| PROBLEM |
Each of the lines below must be restated exactly.

** Opening TASK INPUTS block **

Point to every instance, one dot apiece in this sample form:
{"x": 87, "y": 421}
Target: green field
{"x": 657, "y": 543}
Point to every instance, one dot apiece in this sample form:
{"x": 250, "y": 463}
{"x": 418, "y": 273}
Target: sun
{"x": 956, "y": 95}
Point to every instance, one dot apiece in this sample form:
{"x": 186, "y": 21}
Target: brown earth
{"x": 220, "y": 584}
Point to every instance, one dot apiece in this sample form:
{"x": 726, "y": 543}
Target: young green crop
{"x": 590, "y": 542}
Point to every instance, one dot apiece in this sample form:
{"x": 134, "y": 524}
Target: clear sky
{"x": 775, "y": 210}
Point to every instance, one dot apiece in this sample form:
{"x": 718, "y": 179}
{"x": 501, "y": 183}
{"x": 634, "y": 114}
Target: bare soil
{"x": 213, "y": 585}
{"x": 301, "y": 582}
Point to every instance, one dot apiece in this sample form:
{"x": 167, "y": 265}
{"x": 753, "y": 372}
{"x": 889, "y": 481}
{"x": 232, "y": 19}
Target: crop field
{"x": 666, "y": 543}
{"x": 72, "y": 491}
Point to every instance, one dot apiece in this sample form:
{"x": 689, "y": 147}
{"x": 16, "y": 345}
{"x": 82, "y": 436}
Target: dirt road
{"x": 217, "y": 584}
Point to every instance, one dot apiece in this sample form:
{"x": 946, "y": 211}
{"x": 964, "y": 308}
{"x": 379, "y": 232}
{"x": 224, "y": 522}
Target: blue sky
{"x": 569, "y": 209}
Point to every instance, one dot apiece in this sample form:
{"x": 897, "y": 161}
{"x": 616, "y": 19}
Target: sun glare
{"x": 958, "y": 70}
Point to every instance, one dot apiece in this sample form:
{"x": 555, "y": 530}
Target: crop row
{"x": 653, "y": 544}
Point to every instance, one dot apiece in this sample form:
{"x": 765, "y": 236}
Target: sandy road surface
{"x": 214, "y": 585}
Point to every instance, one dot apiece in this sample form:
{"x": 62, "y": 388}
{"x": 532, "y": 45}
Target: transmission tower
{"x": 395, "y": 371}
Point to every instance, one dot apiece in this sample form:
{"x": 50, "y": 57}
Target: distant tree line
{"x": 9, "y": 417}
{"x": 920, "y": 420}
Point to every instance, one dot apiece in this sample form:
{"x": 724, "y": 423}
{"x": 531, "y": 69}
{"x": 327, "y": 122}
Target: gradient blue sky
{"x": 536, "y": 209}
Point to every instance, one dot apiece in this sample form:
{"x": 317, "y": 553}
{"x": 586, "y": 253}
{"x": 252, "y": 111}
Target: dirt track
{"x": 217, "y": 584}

** Closing TASK INPUTS block **

| SOLUTION BELOW |
Point to every instance, one dot apiece in this sample form:
{"x": 87, "y": 421}
Target: green field
{"x": 657, "y": 543}
Point to every instance, one dot apiece in this sample form:
{"x": 250, "y": 463}
{"x": 418, "y": 273}
Target: sun
{"x": 956, "y": 95}
Point to every instance, one dot apiece in this sample form:
{"x": 186, "y": 21}
Target: brown earth
{"x": 220, "y": 584}
Point to every instance, one dot apiece in this sample form:
{"x": 726, "y": 543}
Target: young green crop
{"x": 590, "y": 542}
Point to every instance, one dot apiece in this sample form:
{"x": 134, "y": 524}
Target: clear sky
{"x": 775, "y": 210}
Point to every instance, one dot apiece in this sample form:
{"x": 718, "y": 179}
{"x": 501, "y": 183}
{"x": 634, "y": 114}
Target: bare soil
{"x": 213, "y": 585}
{"x": 301, "y": 582}
Point to every instance, one dot apiece in this sample form:
{"x": 167, "y": 265}
{"x": 753, "y": 372}
{"x": 889, "y": 481}
{"x": 232, "y": 19}
Target: crop field
{"x": 666, "y": 543}
{"x": 72, "y": 491}
Point to every instance, one dot apiece in this sample form:
{"x": 689, "y": 147}
{"x": 16, "y": 345}
{"x": 82, "y": 436}
Target: dirt road
{"x": 217, "y": 584}
Point to every instance, one dot apiece in this sample form:
{"x": 946, "y": 211}
{"x": 964, "y": 308}
{"x": 379, "y": 232}
{"x": 224, "y": 522}
Target: blue sky
{"x": 569, "y": 209}
Point to every instance, one dot apiece in this sample form:
{"x": 897, "y": 161}
{"x": 616, "y": 19}
Target: sun glare
{"x": 958, "y": 70}
Point to every instance, one dot apiece in this sample form:
{"x": 555, "y": 530}
Target: crop row
{"x": 653, "y": 544}
Point to every instance, one dot apiece in this sample form:
{"x": 765, "y": 236}
Target: sandy road surface
{"x": 214, "y": 585}
Point to every instance, one dot apiece in this sample form:
{"x": 62, "y": 388}
{"x": 532, "y": 45}
Target: transmission tower
{"x": 395, "y": 371}
Point to every instance, one dot apiece in this sample form:
{"x": 50, "y": 57}
Target: distant tree line
{"x": 9, "y": 417}
{"x": 920, "y": 420}
Point to every instance, one dot apiece in this sample form:
{"x": 724, "y": 423}
{"x": 531, "y": 69}
{"x": 327, "y": 122}
Target: gradient blue sky
{"x": 536, "y": 209}
Point to every instance, one dot apiece in this sample form:
{"x": 317, "y": 553}
{"x": 586, "y": 253}
{"x": 252, "y": 111}
Target: dirt track
{"x": 217, "y": 584}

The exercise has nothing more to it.